# Data supplied
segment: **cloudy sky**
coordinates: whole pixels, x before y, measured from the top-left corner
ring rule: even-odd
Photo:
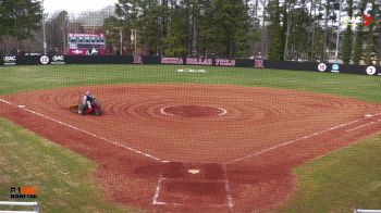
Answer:
[[[70,14],[78,14],[82,11],[95,11],[112,5],[118,0],[45,0],[46,13],[66,10]]]

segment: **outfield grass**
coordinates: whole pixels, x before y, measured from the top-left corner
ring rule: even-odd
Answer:
[[[176,73],[177,68],[208,73]],[[275,87],[381,102],[381,77],[300,71],[177,66],[56,65],[0,68],[0,95],[25,90],[126,83],[199,83]]]
[[[41,212],[134,212],[107,201],[93,161],[3,118],[0,139],[0,200],[10,200],[11,187],[35,186],[37,199],[12,200],[38,201]]]
[[[381,102],[381,77],[176,65],[57,65],[0,67],[0,95],[85,85],[199,83],[275,87]],[[127,211],[106,201],[94,162],[0,120],[0,200],[11,186],[36,185],[44,212]],[[340,150],[295,170],[299,188],[275,212],[351,212],[381,209],[381,137]],[[87,177],[87,178],[83,178]],[[64,195],[64,197],[62,197]],[[132,210],[128,210],[132,211]]]

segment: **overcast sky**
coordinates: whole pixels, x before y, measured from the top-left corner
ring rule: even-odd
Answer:
[[[69,14],[82,11],[96,11],[116,3],[118,0],[45,0],[45,13],[66,10]]]

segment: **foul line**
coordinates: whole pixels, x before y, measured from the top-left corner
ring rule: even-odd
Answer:
[[[5,101],[5,100],[3,100],[3,99],[0,99],[0,101],[3,102],[3,103],[10,104],[10,105],[12,105],[12,106],[16,106],[16,108],[19,108],[19,109],[22,109],[22,110],[24,110],[24,111],[27,111],[27,112],[29,112],[29,113],[32,113],[32,114],[41,116],[41,117],[44,117],[44,118],[46,118],[46,120],[50,120],[50,121],[52,121],[52,122],[56,122],[56,123],[61,124],[61,125],[63,125],[63,126],[66,126],[66,127],[69,127],[69,128],[72,128],[72,129],[78,130],[78,131],[81,131],[81,133],[84,133],[84,134],[86,134],[86,135],[93,136],[93,137],[95,137],[95,138],[101,139],[101,140],[103,140],[103,141],[106,141],[106,142],[109,142],[109,143],[112,143],[112,145],[114,145],[114,146],[116,146],[116,147],[121,147],[121,148],[127,149],[127,150],[130,150],[130,151],[133,151],[133,152],[135,152],[135,153],[145,155],[145,156],[147,156],[147,158],[149,158],[149,159],[152,159],[152,160],[156,160],[156,161],[159,161],[159,162],[164,162],[163,160],[161,160],[161,159],[159,159],[159,158],[156,158],[156,156],[153,156],[153,155],[151,155],[151,154],[142,152],[142,151],[139,151],[139,150],[136,150],[136,149],[131,148],[131,147],[125,146],[125,145],[121,145],[121,143],[119,143],[119,142],[116,142],[116,141],[107,139],[107,138],[105,138],[105,137],[97,136],[96,134],[93,134],[93,133],[89,133],[89,131],[87,131],[87,130],[81,129],[81,128],[78,128],[78,127],[75,127],[75,126],[73,126],[73,125],[66,124],[66,123],[64,123],[64,122],[54,120],[54,118],[52,118],[52,117],[49,117],[49,116],[44,115],[44,114],[41,114],[41,113],[35,112],[35,111],[33,111],[33,110],[28,110],[28,109],[25,108],[25,105],[23,105],[23,106],[22,106],[22,105],[16,105],[16,104],[11,103],[11,102],[9,102],[9,101]]]
[[[232,210],[232,208],[234,206],[234,203],[233,203],[232,193],[230,192],[230,183],[229,183],[229,179],[228,179],[226,164],[223,164],[222,167],[223,167],[223,173],[224,173],[224,178],[225,178],[225,190],[226,190],[228,206]]]
[[[337,126],[333,126],[333,127],[328,128],[328,129],[325,129],[325,130],[317,131],[317,133],[314,133],[314,134],[310,134],[310,135],[307,135],[307,136],[304,136],[304,137],[294,139],[294,140],[290,140],[290,141],[287,141],[287,142],[284,142],[284,143],[281,143],[281,145],[276,145],[276,146],[270,147],[270,148],[265,149],[265,150],[262,150],[262,151],[254,152],[254,153],[247,154],[247,155],[245,155],[245,156],[242,156],[242,158],[238,158],[238,159],[229,161],[229,162],[226,162],[226,165],[228,165],[228,164],[231,164],[231,163],[236,163],[236,162],[239,162],[239,161],[243,161],[243,160],[246,160],[246,159],[250,159],[250,158],[253,158],[253,156],[260,155],[260,154],[262,154],[262,153],[266,153],[266,152],[275,150],[275,149],[278,149],[278,148],[281,148],[281,147],[284,147],[284,146],[287,146],[287,145],[292,145],[292,143],[298,142],[298,141],[304,140],[304,139],[307,139],[307,138],[311,138],[311,137],[314,137],[314,136],[318,136],[318,135],[324,134],[324,133],[327,133],[327,131],[331,131],[331,130],[334,130],[334,129],[337,129],[337,128],[347,126],[347,125],[349,125],[349,124],[354,124],[354,123],[357,123],[357,122],[360,122],[360,121],[364,121],[364,120],[368,120],[368,118],[371,118],[371,117],[377,116],[377,115],[380,115],[380,114],[381,114],[381,113],[377,113],[377,114],[373,114],[372,116],[366,116],[366,117],[360,118],[360,120],[352,121],[352,122],[348,122],[348,123],[345,123],[345,124],[341,124],[341,125],[337,125]]]
[[[356,130],[356,129],[359,129],[359,128],[369,126],[369,125],[371,125],[371,124],[376,124],[376,122],[370,122],[370,123],[368,123],[368,124],[364,124],[364,125],[361,125],[361,126],[357,126],[357,127],[352,128],[352,129],[348,129],[348,130],[346,130],[346,131],[353,131],[353,130]]]
[[[158,198],[159,198],[159,193],[160,193],[160,189],[161,189],[161,183],[164,180],[165,178],[162,177],[162,175],[159,176],[159,180],[158,180],[158,185],[156,187],[156,192],[155,196],[152,198],[152,204],[153,205],[164,205],[167,204],[167,202],[159,202]]]

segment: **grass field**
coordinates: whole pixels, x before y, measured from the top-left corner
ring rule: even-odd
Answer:
[[[176,65],[64,65],[0,67],[0,95],[85,85],[198,83],[274,87],[332,93],[381,103],[381,78],[345,74]],[[0,120],[0,200],[12,186],[37,185],[44,212],[132,212],[107,201],[95,163]],[[381,137],[295,170],[298,191],[274,212],[349,212],[381,209]],[[88,177],[88,178],[83,178]],[[78,212],[74,211],[74,212]]]

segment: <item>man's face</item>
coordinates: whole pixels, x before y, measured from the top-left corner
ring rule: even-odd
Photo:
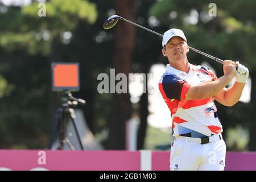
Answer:
[[[186,57],[188,46],[183,39],[175,36],[169,40],[162,52],[164,56],[168,57],[169,61],[176,62]]]

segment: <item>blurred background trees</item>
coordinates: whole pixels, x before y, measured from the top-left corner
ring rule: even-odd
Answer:
[[[134,116],[140,119],[137,148],[148,148],[145,138],[154,137],[148,136],[147,92],[136,104],[129,94],[100,94],[97,77],[109,75],[110,68],[115,68],[115,74],[146,74],[153,64],[168,63],[161,53],[161,38],[122,22],[104,30],[105,20],[117,14],[160,34],[181,28],[189,46],[247,67],[250,102],[217,106],[227,142],[240,136],[232,131],[240,126],[240,131],[249,133],[248,144],[241,148],[230,142],[228,150],[256,150],[255,1],[215,1],[217,16],[210,16],[210,1],[49,0],[44,2],[46,17],[38,15],[39,1],[26,5],[9,1],[0,2],[0,148],[48,145],[60,104],[58,94],[51,91],[53,61],[80,63],[81,89],[73,95],[86,101],[79,108],[105,148],[125,148],[125,122]],[[192,64],[207,64],[218,76],[223,74],[221,65],[202,55],[190,51],[188,57]]]

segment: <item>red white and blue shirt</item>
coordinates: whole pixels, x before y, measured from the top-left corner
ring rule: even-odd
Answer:
[[[159,88],[171,111],[174,136],[189,133],[192,137],[201,138],[222,132],[212,97],[185,101],[191,85],[217,79],[215,75],[203,65],[190,64],[187,73],[167,65]]]

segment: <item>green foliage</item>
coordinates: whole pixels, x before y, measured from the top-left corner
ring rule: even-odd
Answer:
[[[63,56],[75,50],[66,48],[63,34],[76,37],[81,24],[88,28],[98,16],[96,4],[88,1],[47,1],[46,17],[38,15],[38,5],[6,7],[0,13],[0,148],[48,145],[59,106],[51,90],[51,62],[79,61]]]

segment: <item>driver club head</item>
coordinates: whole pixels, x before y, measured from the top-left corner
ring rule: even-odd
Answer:
[[[117,15],[111,16],[105,21],[104,24],[103,24],[103,28],[104,29],[110,29],[112,28],[117,24],[119,19],[123,20],[123,18]]]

# Problem to solve
How many lines of the material contain the string "grass"? Reply with the number alone.

# Task response
2